SOURCE DOCUMENT
►

Specific cells within the immune system could help explain why younger people are more susceptible to variant CJD, scientists believe
Specific cells within the immune system could help explain why younger people are more susceptible to variant CJD, scientists believe.
Patients diagnosed with variant CJD are, on average, 28 years old but it has been unclear why older people are not as affected by the disease.
Research at The Roslin Institute of the University of Edinburgh has identified specific cells within the immune system that attract corrupted proteins - known as prions - linked to variant CJD and encourage them to multiply and spread.
The study, published in the Journal of Immunology, looked at how these cells behaved in mice and found that the cells were impaired in older mice. As a result, they were unable to trap and replicate the prions and the mice did not develop clinical disease.
Neil Mabbott, of The Roslin Institute, said: "It has always been unclear why younger people were more susceptible to variant CJD and the assumption that they were more likely to eat cheap meat products is far too simplistic.
"Understanding what happens to these cells, which are important for the body's immune responses, could help us develop better ways of diagnosing variant CJD or even find ways of preventing prions from spreading to the brain. It could also help to create a vaccine."
Prions accumulate in lymphoid tissues - part of the body's immune system that include the spleen, lymph nodes and tonsils - before spreading to the central nervous system where they kill off brain cells and cause neurological disease.
Attempts to estimate the number of people carrying variant CJD have relied upon identifying the presence of prions in tonsil and appendix samples collected during routine operations.
The latest study, funded by the Biotechnology and Biological Sciences Research Council, suggests that even more people may be infected than previously thought as researchers also found prions present in brain tissue from older mice, which had not developed clinical disease.
Even when prions were present in the brains of older mice, however, they were not always found in lymphoid tissues, suggesting that the prediction of cases may be underestimated. It is thought the prions may have spread to the brain before they died off in the lymphoid tissues.

◄

Stored data entries
►

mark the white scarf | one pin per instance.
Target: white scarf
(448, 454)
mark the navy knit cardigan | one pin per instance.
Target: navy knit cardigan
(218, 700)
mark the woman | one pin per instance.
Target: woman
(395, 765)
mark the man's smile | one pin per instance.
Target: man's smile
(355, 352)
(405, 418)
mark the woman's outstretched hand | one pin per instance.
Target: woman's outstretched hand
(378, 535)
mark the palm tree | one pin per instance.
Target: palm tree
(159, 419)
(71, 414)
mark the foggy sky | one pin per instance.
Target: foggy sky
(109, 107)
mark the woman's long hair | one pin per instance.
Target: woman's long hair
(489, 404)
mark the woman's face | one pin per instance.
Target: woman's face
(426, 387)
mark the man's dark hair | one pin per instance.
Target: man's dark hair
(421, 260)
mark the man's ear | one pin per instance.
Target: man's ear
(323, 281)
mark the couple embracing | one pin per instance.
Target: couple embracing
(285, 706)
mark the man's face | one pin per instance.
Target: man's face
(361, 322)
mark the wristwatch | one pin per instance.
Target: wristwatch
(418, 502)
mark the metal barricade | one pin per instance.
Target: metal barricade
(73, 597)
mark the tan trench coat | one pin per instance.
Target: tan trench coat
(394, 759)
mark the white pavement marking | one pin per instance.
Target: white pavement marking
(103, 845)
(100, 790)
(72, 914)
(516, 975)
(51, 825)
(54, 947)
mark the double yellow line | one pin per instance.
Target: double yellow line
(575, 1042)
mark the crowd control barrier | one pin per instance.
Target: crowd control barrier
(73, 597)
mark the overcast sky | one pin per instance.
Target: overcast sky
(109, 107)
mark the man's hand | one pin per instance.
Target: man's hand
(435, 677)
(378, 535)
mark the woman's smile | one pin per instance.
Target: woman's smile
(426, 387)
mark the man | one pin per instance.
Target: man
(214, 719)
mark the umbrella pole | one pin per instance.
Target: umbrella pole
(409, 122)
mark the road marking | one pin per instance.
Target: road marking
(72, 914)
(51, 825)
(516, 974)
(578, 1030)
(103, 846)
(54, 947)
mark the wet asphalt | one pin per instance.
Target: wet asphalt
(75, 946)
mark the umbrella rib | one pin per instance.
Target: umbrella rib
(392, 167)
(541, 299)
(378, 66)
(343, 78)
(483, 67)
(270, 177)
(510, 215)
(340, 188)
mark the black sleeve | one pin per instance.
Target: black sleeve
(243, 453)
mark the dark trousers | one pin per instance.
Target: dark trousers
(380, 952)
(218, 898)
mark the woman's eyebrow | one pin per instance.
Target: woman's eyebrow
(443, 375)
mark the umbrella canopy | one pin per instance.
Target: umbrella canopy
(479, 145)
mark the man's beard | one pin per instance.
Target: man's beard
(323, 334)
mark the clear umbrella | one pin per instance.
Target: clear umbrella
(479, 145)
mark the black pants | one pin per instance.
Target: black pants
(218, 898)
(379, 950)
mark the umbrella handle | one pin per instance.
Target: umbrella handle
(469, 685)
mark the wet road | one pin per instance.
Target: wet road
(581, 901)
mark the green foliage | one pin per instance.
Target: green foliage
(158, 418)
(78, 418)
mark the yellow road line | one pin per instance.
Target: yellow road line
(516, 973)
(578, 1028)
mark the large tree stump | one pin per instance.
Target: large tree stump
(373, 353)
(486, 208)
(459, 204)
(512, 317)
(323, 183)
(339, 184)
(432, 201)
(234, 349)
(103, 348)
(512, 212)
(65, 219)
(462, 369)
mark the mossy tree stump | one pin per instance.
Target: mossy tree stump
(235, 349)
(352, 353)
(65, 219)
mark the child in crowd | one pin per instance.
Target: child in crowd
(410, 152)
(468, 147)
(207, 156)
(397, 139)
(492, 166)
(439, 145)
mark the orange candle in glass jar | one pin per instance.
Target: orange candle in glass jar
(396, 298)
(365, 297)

◄

PROBLEM TO WORK ON
Quote the variant CJD article word for word, the stretch from "Research at The" through "develop clinical disease.". The records play no part in the work on the variant CJD article.

RESULT OF THE EXERCISE
Research at The Roslin Institute of the University of Edinburgh has identified specific cells within the immune system that attract corrupted proteins - known as prions - linked to variant CJD and encourage them to multiply and spread.
The study, published in the Journal of Immunology, looked at how these cells behaved in mice and found that the cells were impaired in older mice. As a result, they were unable to trap and replicate the prions and the mice did not develop clinical disease.